▶ _抜粋テキスト_:
════════
マイ・タイムラインは一人でも作成可能ですが、家族や友達、地域の人と話し合いながら進めるとより安心につながります。声をかけあい、あなたのペースで一歩ずつ備えを進めましょう。
出典:国土交通省|マイ・タイムライン 小中学生向けマイ・タイムライン検討ツール ~逃げキッド~
「マイ・タイムライン」を一度作成すれば、必ずしも完璧な避難行動が保証されるわけではありません。タイムラインを作成すること自体に大きな意義がありますが、災害は予測できない部分も多いため、柔軟に対応できる心構えも大切です。ここでは、タイムラインを作成する際に役立つポイントと、注意しておきたい留意点を紹介します。
紙やデジタルでタイムラインを管理し、誰でもすぐに確認できるようにしておきます。家の目立つ場所に貼っておくのもおすすめです。
地域の防災訓練や季節ごとのタイミングで、タイムラインを見直すことが重要です。家族構成の変化があれば、内容も更新しましょう。
住んでいる地域のハザードマップを見て、どんな災害リスクがあるか知っておきます。あわせて、近所の方と普段からさりげなく声をかけ合っておくと、いざというときも安心です。
特に一人暮らしの高齢者がいる場合などは、ご本人の気持ちも大切にしながら、支援する側の人とも少しずつ話し合い、自然な形で助け合える関係を育んでいきましょう。
個別避難計画とは、支援が必要な方が災害時にきちんと避難できるように、誰がどこに避難させるかなど具体的な計画を決めておくものです。高齢者や障がい者がいる家庭では、個別避難計画とマイ・タイムラインを連携させましょう。個別避難計画は支援者と避難経路をまとめた計画、マイ・タイムラインは防災行動を時系列で整理する計画です。両方を作成し、補完し合うことが大切です。
════════
▶ _提供レコード_:
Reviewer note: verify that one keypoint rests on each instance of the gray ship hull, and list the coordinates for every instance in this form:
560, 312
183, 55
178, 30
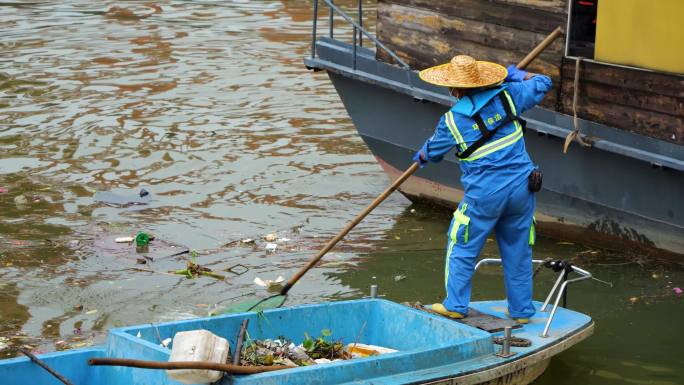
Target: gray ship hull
623, 192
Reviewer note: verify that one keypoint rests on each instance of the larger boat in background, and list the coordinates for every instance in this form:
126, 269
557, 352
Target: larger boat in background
623, 190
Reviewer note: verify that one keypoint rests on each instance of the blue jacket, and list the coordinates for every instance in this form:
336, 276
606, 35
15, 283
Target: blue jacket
503, 160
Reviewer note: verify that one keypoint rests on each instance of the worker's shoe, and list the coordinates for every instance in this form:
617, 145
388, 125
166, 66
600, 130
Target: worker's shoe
521, 321
440, 309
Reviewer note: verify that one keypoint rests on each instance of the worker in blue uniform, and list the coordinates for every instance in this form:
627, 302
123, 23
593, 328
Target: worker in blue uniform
498, 176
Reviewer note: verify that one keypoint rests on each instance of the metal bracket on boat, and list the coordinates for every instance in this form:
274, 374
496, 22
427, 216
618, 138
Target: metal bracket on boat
563, 286
561, 283
505, 351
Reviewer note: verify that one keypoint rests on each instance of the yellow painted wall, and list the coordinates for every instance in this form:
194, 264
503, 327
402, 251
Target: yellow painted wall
641, 33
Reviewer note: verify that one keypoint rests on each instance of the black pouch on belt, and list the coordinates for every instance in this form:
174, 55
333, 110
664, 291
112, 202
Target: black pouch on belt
534, 180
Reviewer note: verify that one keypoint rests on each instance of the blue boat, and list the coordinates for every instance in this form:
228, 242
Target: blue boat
431, 349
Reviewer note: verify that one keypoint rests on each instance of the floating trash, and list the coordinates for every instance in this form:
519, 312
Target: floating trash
312, 351
270, 284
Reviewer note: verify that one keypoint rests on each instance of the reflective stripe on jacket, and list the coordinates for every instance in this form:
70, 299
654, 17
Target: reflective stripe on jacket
503, 159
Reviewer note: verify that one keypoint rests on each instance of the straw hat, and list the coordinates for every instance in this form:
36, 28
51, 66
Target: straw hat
465, 72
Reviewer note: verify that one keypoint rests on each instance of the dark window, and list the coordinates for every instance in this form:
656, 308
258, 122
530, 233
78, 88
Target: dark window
582, 28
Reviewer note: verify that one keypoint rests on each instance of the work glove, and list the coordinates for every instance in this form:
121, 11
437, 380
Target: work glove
419, 157
515, 74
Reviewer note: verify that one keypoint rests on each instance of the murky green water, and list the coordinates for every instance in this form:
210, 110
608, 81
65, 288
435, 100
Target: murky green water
208, 106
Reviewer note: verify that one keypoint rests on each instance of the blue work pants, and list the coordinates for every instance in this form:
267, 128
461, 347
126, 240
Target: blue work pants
509, 212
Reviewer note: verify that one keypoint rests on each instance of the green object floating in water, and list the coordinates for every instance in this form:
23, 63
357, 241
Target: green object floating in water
254, 305
142, 239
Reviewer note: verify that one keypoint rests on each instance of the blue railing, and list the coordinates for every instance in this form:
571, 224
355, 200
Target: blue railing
357, 35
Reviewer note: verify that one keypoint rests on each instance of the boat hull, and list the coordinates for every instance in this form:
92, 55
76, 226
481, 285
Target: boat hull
601, 195
431, 349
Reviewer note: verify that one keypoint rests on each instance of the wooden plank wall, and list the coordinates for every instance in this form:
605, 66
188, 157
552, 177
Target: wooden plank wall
428, 32
640, 101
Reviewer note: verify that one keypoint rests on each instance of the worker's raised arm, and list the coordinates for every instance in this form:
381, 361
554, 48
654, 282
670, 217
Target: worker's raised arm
437, 145
527, 89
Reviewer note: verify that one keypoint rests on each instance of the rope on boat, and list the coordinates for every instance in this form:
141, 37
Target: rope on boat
575, 134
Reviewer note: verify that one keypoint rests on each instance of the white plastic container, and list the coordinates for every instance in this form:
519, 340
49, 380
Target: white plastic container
198, 345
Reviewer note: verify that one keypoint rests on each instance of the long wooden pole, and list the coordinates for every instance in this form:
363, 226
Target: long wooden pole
540, 47
43, 365
414, 167
233, 369
331, 243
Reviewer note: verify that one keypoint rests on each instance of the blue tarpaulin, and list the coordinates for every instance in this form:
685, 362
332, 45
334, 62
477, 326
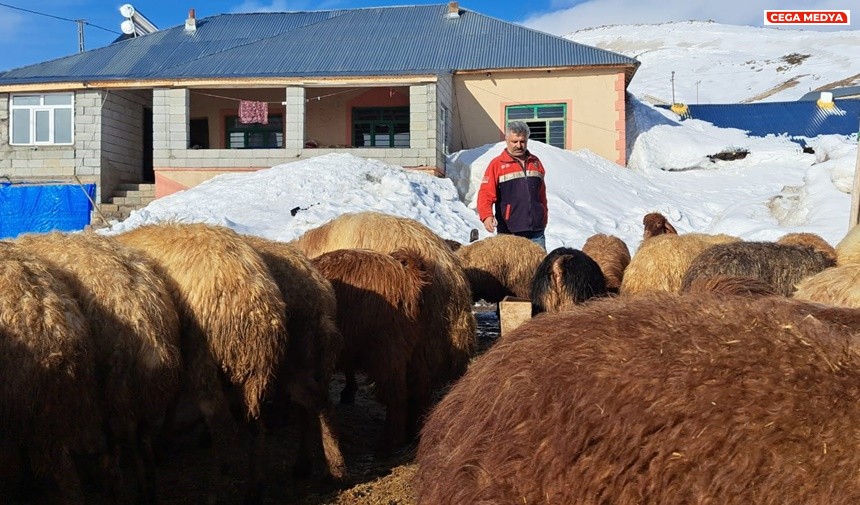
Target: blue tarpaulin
32, 208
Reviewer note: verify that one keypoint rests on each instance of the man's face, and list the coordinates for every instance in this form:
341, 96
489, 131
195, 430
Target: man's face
517, 144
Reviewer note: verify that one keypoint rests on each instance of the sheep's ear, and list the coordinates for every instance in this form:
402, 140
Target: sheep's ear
668, 228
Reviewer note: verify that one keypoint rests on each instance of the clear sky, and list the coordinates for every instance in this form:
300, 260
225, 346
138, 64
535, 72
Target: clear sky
27, 38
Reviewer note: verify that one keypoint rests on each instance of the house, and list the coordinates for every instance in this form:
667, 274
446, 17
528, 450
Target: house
406, 85
796, 119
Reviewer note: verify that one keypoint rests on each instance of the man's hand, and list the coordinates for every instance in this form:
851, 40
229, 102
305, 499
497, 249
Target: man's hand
490, 224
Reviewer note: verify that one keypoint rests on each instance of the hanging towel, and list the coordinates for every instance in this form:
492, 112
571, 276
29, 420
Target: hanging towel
253, 112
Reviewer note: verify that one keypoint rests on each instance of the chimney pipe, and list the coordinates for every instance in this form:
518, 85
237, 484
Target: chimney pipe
453, 10
191, 22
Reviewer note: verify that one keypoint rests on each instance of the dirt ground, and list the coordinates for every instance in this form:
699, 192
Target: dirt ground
182, 473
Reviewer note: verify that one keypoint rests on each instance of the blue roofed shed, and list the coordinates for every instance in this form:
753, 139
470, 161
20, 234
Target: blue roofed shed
238, 92
795, 119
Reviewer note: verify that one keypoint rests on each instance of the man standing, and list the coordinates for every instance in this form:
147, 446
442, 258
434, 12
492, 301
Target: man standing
514, 182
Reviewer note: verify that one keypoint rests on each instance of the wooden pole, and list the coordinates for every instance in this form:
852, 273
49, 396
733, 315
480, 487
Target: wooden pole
855, 191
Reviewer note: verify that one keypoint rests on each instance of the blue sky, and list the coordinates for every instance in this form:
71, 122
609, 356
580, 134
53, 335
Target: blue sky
27, 38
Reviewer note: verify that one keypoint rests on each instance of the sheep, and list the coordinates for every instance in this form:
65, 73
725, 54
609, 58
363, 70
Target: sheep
313, 346
660, 262
448, 302
564, 278
135, 335
453, 244
656, 224
650, 400
48, 389
613, 256
379, 300
781, 266
810, 240
730, 285
839, 285
848, 249
500, 266
232, 318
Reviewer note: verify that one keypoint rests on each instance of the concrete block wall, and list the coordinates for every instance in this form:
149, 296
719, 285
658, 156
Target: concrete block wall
422, 126
444, 124
294, 119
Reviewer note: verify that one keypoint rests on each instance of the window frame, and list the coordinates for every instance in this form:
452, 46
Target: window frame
548, 122
34, 111
381, 120
255, 128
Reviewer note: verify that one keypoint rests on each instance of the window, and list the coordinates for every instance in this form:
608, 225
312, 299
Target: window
380, 127
546, 122
42, 119
255, 135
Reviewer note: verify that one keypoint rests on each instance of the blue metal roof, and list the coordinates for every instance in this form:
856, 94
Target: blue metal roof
795, 119
370, 41
836, 92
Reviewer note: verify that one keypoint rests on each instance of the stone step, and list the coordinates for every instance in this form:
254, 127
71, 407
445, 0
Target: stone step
131, 186
140, 201
142, 193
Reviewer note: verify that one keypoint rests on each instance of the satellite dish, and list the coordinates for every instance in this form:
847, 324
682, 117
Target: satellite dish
127, 27
127, 11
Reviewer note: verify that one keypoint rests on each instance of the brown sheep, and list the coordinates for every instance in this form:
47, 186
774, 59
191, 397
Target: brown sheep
613, 256
810, 240
233, 323
135, 331
660, 262
838, 286
314, 344
48, 391
655, 400
379, 300
657, 224
448, 298
730, 285
453, 244
500, 266
848, 249
781, 266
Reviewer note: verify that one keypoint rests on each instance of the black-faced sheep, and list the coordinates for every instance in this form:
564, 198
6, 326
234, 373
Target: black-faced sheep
233, 324
811, 240
839, 285
656, 224
564, 278
670, 399
48, 392
613, 256
781, 266
135, 332
448, 299
314, 344
660, 262
379, 300
499, 266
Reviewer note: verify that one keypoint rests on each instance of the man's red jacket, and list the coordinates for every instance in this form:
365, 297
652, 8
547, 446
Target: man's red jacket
517, 189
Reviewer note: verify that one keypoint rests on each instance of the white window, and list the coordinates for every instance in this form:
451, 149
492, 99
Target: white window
42, 119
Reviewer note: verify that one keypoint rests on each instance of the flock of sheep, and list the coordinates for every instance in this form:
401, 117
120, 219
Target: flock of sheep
692, 372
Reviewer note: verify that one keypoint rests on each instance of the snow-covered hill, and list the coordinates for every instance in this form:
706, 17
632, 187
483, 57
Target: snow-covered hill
718, 63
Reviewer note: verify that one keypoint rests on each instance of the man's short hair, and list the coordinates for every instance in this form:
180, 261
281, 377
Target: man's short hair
518, 128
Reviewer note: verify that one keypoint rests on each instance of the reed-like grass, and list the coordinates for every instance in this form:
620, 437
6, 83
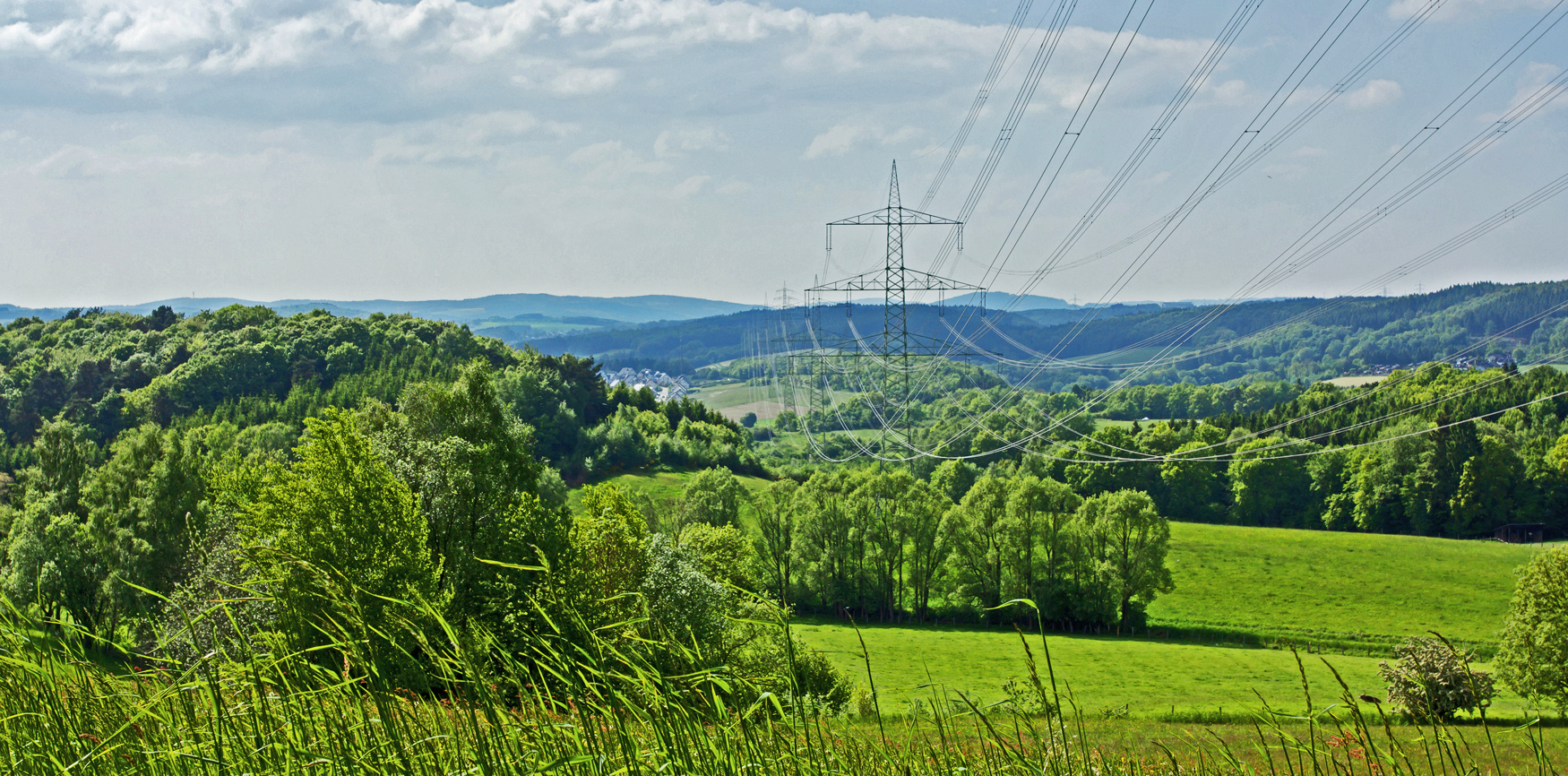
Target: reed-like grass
598, 706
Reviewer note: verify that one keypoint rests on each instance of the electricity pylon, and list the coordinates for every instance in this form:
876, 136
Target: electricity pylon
896, 349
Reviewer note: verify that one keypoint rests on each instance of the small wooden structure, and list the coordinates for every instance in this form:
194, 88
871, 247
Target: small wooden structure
1521, 533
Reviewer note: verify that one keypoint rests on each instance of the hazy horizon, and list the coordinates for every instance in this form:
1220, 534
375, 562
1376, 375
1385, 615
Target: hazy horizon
359, 150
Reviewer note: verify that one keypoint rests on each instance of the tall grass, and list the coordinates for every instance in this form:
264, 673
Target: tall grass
598, 706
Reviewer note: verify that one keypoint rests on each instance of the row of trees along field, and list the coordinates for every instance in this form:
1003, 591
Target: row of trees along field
1388, 458
886, 546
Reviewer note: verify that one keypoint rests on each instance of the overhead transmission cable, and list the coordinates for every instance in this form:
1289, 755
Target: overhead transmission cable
997, 66
1520, 112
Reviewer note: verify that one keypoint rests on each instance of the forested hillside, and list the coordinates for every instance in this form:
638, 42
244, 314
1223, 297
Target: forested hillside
1286, 339
250, 376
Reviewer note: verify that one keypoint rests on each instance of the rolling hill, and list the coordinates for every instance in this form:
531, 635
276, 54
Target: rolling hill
505, 307
1288, 339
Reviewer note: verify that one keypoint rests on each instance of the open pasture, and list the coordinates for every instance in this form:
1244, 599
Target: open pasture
1336, 588
1106, 675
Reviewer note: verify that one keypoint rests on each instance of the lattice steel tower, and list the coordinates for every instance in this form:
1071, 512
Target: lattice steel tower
896, 347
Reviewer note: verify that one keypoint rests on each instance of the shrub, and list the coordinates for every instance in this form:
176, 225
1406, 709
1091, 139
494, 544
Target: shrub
1434, 681
1532, 656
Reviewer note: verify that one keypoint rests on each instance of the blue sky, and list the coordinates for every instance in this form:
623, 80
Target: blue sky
441, 150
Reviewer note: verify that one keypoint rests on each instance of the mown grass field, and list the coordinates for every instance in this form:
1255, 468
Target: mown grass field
1294, 585
665, 487
1150, 677
1348, 596
1330, 593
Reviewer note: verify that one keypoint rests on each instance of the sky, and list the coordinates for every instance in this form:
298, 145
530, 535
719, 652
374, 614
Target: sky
357, 150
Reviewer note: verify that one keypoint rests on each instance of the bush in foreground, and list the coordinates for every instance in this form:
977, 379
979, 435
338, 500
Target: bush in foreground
1434, 681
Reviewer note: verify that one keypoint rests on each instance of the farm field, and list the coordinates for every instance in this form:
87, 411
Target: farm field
1355, 380
1352, 591
721, 395
1358, 587
1103, 422
1150, 677
667, 487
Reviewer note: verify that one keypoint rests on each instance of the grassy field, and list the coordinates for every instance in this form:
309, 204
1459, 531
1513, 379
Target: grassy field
1357, 380
1325, 591
720, 395
665, 487
1151, 677
1352, 587
1103, 422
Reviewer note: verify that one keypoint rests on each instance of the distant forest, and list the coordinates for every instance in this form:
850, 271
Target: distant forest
1288, 339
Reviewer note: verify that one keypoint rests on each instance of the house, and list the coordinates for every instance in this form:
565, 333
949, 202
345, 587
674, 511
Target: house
1521, 533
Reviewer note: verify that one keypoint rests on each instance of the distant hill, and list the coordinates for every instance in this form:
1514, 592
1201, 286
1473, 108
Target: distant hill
1286, 339
505, 309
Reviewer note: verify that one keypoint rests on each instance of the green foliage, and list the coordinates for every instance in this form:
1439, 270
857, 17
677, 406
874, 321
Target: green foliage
472, 466
712, 497
723, 552
339, 537
607, 558
1534, 654
1129, 541
1434, 681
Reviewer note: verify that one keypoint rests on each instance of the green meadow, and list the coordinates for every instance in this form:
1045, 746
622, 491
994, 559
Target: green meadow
1336, 588
1107, 676
1220, 638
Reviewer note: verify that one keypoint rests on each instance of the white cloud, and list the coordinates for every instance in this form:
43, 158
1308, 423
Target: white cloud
846, 137
585, 81
1457, 8
690, 187
474, 138
689, 140
610, 160
1375, 93
1528, 88
81, 163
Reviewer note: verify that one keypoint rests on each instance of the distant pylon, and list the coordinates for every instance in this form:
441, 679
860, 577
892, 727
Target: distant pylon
896, 345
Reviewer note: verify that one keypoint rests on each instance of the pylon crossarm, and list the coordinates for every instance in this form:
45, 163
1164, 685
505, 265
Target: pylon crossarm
897, 217
915, 281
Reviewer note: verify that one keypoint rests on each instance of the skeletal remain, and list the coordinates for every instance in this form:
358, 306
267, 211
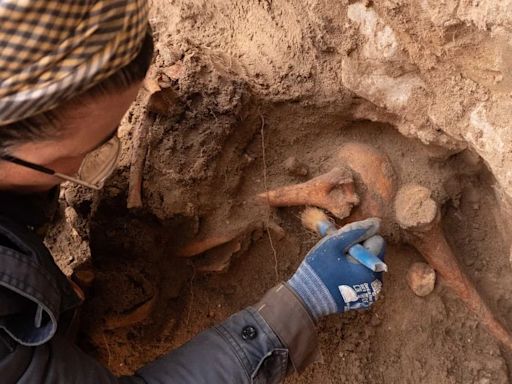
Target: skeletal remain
419, 217
138, 159
333, 191
221, 238
375, 179
421, 278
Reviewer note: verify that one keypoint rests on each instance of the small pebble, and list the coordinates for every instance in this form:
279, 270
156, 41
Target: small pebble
421, 278
295, 168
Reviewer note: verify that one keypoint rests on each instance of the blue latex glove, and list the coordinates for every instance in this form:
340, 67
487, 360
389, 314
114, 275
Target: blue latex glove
329, 281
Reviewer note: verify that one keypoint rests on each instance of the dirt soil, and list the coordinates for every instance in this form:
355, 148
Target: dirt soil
240, 111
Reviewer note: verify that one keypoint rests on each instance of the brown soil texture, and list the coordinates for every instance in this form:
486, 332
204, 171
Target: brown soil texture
234, 105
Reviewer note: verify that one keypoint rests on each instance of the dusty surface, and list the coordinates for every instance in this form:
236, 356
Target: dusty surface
247, 85
414, 208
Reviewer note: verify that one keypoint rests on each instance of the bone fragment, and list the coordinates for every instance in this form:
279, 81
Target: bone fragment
333, 191
419, 217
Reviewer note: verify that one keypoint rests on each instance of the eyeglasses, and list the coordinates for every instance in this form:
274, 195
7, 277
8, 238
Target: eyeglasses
96, 167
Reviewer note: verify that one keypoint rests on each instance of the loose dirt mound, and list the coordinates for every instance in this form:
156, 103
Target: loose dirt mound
247, 86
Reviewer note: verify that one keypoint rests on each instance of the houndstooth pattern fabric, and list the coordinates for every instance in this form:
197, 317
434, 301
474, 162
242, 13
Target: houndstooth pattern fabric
53, 50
════════
▶ _課題一覧_:
**1.** マイ・タイムラインの抜粋から、「マイ・タイムラインは一人でも」を含む語句で始めて「貼っておくのもおすすめです。」で終わる範囲を、一字一句違えずに書き写してください。
**2.** マイ・タイムラインの抜粋で「一人でも作成可能ですが」を含む文が、話し合いながら作成を進める相手として挙げている人を、すべて列挙してください。

▶ _各課題の解答_:
**1.**
マイ・タイムラインは一人でも作成可能ですが、家族や友達、地域の人と話し合いながら進めるとより安心につながります。声をかけあい、あなたのペースで一歩ずつ備えを進めましょう。
出典:国土交通省|マイ・タイムライン 小中学生向けマイ・タイムライン検討ツール ~逃げキッド~
「マイ・タイムライン」を一度作成すれば、必ずしも完璧な避難行動が保証されるわけではありません。タイムラインを作成すること自体に大きな意義がありますが、災害は予測できない部分も多いため、柔軟に対応できる心構えも大切です。ここでは、タイムラインを作成する際に役立つポイントと、注意しておきたい留意点を紹介します。
紙やデジタルでタイムラインを管理し、誰でもすぐに確認できるようにしておきます。家の目立つ場所に貼っておくのもおすすめです。

**2.** 家族、友達、地域の人